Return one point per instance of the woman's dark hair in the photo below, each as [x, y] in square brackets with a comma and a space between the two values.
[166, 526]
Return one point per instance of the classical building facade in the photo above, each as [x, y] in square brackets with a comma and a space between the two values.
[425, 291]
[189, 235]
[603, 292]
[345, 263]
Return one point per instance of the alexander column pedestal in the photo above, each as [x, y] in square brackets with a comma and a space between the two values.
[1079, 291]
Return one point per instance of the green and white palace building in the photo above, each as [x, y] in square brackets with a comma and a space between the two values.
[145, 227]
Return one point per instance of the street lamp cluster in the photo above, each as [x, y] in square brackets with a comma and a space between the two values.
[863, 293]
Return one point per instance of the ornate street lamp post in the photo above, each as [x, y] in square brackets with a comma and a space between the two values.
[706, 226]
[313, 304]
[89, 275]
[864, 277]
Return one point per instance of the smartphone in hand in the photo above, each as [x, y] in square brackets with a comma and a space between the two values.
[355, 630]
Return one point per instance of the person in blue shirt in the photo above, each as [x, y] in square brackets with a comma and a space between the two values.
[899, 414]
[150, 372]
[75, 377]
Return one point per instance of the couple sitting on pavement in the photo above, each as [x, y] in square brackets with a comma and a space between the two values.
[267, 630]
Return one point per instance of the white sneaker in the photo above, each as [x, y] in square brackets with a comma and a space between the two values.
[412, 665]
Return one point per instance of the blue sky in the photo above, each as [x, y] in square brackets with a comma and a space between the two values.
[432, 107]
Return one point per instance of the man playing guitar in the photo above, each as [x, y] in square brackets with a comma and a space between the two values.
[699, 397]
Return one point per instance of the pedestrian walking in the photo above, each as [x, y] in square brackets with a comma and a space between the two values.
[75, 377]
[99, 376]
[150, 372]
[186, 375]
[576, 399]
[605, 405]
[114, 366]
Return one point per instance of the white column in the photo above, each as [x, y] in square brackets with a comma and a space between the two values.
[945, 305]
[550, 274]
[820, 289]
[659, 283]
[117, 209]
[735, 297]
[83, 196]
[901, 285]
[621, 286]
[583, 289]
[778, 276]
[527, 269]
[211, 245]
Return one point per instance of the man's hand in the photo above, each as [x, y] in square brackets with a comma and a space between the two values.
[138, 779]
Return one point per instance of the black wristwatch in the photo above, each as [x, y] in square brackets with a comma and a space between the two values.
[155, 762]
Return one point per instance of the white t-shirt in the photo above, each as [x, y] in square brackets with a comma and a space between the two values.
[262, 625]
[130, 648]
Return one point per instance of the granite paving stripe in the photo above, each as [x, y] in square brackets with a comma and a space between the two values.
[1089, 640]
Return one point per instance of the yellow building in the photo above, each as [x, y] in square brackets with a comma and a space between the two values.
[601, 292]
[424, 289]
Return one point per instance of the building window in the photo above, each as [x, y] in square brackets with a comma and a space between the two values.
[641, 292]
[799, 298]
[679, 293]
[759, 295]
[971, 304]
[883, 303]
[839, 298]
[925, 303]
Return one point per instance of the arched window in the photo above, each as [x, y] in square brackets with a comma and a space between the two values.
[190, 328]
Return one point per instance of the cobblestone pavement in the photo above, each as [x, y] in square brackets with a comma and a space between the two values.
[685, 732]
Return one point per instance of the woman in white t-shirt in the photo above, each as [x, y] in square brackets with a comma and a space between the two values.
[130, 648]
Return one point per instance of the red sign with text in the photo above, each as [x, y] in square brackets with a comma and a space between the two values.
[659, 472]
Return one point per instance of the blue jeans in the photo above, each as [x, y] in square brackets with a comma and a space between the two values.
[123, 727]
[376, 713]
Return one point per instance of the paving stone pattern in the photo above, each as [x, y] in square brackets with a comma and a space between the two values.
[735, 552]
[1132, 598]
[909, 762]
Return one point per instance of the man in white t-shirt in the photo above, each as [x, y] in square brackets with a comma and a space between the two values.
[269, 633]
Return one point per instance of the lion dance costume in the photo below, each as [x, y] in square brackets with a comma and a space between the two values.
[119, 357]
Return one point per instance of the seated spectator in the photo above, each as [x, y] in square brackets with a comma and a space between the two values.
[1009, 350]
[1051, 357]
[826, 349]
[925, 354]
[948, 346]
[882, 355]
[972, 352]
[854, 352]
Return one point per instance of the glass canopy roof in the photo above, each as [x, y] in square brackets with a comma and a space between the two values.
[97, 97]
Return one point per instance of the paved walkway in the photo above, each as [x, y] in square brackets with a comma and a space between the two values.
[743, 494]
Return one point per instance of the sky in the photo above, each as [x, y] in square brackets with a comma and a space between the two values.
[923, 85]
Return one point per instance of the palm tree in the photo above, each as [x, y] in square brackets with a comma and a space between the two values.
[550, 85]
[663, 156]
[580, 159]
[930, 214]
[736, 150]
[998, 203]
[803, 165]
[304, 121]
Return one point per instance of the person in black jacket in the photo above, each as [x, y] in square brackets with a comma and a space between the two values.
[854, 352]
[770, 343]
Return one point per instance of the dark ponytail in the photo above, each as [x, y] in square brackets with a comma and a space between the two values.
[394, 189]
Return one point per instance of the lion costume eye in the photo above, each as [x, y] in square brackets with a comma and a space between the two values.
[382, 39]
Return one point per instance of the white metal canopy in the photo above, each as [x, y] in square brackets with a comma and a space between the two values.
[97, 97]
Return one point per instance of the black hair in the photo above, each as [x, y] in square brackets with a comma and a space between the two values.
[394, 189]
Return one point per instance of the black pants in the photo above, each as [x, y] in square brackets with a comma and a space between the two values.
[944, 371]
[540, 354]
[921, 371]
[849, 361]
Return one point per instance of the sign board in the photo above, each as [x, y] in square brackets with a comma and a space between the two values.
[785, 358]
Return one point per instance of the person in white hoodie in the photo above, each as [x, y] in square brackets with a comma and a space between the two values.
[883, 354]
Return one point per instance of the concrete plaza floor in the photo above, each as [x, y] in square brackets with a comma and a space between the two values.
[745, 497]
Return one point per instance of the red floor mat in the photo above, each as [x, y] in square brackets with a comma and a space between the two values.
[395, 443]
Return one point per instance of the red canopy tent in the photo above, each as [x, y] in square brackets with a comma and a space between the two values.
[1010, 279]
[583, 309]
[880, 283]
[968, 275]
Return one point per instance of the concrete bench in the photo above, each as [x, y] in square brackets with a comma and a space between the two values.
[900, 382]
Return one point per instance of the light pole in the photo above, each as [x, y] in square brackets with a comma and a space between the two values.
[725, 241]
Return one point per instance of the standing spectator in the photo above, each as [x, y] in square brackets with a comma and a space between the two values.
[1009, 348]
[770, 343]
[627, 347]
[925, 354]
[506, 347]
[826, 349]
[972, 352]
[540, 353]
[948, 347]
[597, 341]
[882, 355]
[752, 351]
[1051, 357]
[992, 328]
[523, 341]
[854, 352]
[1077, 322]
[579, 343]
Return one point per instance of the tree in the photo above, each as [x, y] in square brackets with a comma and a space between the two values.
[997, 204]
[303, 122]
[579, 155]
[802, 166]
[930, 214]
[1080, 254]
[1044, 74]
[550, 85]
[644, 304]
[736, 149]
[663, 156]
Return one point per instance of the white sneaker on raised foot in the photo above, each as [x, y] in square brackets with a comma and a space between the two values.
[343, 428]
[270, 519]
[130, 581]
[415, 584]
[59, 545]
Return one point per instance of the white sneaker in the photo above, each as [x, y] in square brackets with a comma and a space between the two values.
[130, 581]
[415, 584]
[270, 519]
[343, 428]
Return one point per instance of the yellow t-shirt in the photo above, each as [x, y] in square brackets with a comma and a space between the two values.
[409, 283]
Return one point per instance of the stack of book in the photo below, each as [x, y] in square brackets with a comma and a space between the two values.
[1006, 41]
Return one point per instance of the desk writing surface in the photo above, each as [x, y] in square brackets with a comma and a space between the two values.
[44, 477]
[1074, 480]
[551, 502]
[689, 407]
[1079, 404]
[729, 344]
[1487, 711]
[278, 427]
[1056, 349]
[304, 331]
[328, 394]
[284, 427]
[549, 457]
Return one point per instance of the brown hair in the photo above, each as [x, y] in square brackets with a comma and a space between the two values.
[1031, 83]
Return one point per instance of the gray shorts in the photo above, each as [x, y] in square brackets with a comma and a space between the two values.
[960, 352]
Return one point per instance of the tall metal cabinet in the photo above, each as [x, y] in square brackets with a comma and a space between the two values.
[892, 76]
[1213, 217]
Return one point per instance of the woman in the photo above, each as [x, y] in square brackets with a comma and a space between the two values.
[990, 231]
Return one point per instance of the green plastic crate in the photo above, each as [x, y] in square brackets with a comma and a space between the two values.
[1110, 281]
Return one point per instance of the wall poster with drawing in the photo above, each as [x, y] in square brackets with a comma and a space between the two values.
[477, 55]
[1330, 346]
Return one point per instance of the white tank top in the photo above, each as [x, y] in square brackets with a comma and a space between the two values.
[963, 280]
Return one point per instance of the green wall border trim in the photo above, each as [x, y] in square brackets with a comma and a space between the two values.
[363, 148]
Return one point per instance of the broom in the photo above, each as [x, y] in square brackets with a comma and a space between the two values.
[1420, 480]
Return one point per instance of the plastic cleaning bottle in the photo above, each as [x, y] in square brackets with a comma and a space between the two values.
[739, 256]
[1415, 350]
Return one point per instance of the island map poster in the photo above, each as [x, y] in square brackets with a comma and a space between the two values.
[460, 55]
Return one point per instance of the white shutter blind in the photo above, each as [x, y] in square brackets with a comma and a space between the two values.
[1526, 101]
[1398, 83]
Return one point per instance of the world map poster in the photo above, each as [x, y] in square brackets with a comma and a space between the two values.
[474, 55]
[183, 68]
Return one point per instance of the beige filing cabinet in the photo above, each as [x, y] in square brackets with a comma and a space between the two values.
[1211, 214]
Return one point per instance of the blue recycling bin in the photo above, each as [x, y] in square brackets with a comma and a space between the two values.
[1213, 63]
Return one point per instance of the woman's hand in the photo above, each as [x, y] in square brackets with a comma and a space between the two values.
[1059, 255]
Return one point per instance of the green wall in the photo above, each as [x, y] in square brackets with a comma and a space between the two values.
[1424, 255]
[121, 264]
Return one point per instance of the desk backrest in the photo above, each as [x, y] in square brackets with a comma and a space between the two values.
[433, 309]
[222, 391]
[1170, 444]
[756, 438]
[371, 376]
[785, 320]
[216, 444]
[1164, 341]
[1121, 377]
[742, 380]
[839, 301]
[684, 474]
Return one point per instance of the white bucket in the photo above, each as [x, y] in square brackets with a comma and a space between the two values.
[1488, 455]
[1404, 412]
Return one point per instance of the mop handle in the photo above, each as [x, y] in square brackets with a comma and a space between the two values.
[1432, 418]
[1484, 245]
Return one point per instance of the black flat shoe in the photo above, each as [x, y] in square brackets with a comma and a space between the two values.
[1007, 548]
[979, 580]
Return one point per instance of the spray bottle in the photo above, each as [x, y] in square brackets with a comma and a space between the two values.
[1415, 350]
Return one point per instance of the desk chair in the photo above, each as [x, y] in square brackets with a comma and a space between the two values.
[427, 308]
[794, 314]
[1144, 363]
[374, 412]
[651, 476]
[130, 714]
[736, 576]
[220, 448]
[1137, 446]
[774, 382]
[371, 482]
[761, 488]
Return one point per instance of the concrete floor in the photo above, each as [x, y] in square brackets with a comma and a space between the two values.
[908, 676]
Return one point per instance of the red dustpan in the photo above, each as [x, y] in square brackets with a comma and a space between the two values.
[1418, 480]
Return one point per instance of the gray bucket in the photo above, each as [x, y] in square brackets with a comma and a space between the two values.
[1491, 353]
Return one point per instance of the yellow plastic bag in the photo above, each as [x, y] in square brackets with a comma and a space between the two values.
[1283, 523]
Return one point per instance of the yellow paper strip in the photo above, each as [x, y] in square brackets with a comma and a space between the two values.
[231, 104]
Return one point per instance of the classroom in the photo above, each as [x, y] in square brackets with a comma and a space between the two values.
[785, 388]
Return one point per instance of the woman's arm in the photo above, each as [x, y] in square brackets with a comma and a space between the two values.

TASK PROMPT - Output the records from the start through the line containing "[1079, 291]", inclusive, as a Markdown table with the columns No. and Text: one row per line, numbered in order, with blank lines omitted.

EXERCISE RESPONSE -
| No. | Text |
|---|---|
| 1 | Return one point per instance of the woman's dark hair in the photo below, each as [x, y] in square brackets with a comma and a space between the two values. |
| 2 | [166, 526] |
| 3 | Return one point per instance of the classical building facade in the photo above, each as [x, y] in square brackets with a comma and a space between the two values. |
| 4 | [425, 291] |
| 5 | [189, 235] |
| 6 | [603, 292] |
| 7 | [345, 263] |
| 8 | Return one point per instance of the alexander column pedestal in the photo above, each as [x, y] in square brackets with a comma and a space between the two values. |
| 9 | [1079, 291] |